Stored dataset items
════════════════

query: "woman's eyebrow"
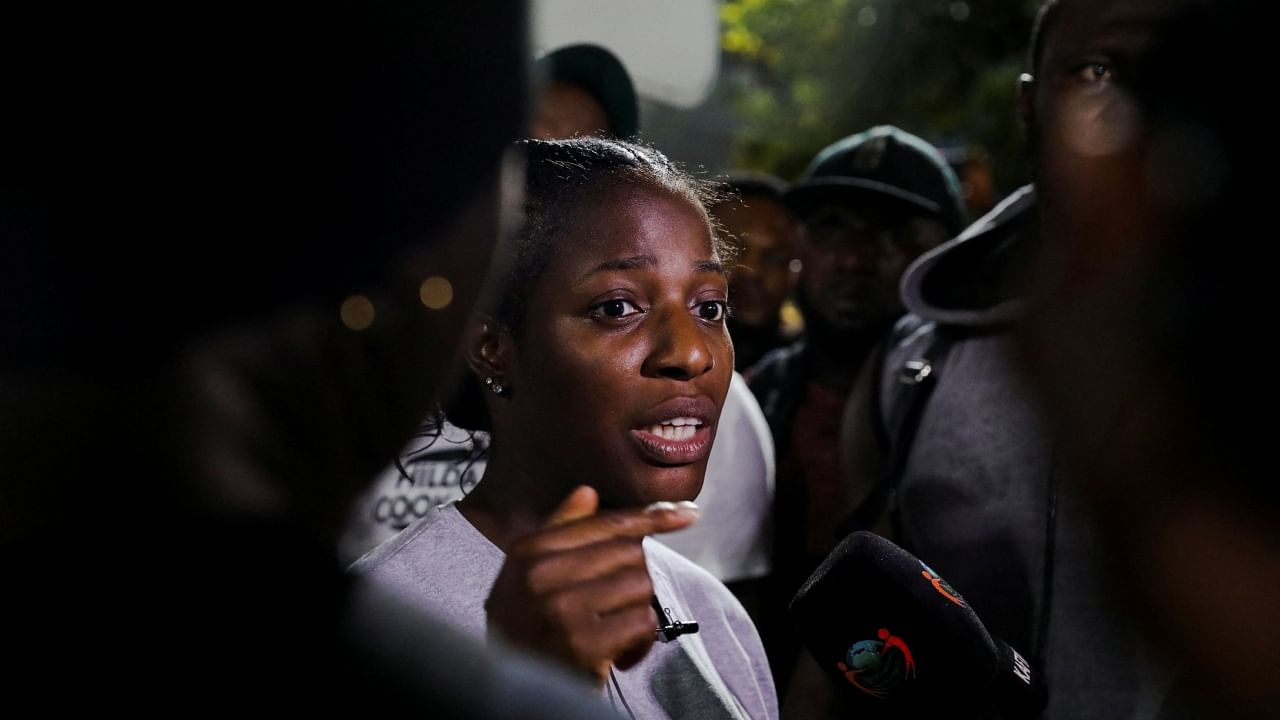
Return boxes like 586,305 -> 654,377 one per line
576,255 -> 726,283
694,259 -> 726,276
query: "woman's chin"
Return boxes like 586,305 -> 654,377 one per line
613,467 -> 705,508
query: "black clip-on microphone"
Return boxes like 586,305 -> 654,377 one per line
652,594 -> 698,643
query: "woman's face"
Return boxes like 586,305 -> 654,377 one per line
503,181 -> 734,508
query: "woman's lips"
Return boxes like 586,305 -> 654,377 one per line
632,420 -> 716,466
630,423 -> 715,466
630,396 -> 719,466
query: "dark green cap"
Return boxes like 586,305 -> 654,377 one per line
786,126 -> 967,236
535,43 -> 639,138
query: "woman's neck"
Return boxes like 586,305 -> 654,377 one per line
455,444 -> 570,551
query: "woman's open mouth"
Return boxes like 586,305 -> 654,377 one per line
631,420 -> 714,465
630,397 -> 718,466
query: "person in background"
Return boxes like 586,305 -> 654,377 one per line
339,407 -> 492,562
941,144 -> 997,218
748,126 -> 965,693
712,172 -> 802,372
531,43 -> 640,140
830,2 -> 1240,717
1015,0 -> 1278,716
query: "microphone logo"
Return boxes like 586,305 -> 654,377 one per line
920,561 -> 967,607
836,627 -> 917,699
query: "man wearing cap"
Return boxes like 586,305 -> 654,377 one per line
745,126 -> 965,690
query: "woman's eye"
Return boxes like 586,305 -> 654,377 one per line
1076,63 -> 1114,84
591,299 -> 642,319
695,300 -> 728,322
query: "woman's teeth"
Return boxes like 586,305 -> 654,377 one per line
644,418 -> 701,441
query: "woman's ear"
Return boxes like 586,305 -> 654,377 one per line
465,316 -> 514,396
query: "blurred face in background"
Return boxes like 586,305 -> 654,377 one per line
1022,0 -> 1200,435
1020,1 -> 1280,714
531,80 -> 610,140
796,200 -> 948,337
714,194 -> 798,330
1030,0 -> 1175,285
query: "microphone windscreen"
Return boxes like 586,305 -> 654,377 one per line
790,531 -> 1046,717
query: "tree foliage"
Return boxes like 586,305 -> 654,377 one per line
720,0 -> 1046,192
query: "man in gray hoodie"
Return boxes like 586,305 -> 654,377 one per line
833,1 -> 1218,717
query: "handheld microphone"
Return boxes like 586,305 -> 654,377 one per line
789,531 -> 1047,718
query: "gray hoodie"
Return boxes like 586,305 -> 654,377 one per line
864,186 -> 1171,719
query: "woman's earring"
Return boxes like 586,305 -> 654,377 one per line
485,377 -> 505,396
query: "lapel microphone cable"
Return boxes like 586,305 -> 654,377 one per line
609,593 -> 699,720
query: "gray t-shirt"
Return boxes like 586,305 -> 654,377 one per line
352,503 -> 779,720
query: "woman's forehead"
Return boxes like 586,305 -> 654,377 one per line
551,182 -> 720,280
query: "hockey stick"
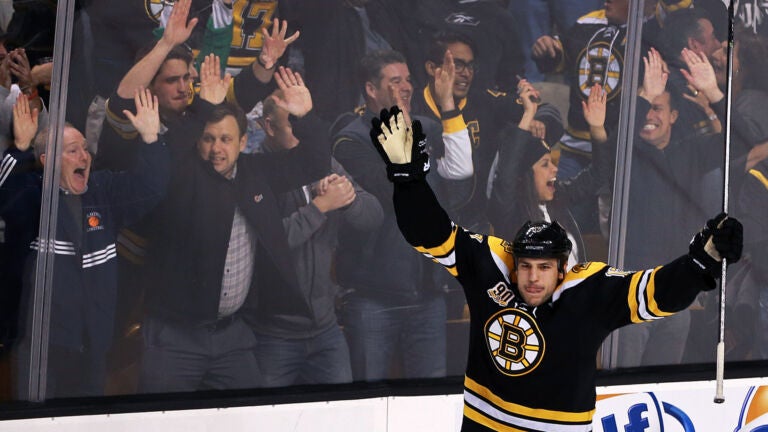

════════════════

▸ Task goal: Search the data above for the string "gray" and copy each line that has it.

▸ Answer below:
query: "man in gray hoodie"
query: "gray hoodie"
query: "gray t-shirt"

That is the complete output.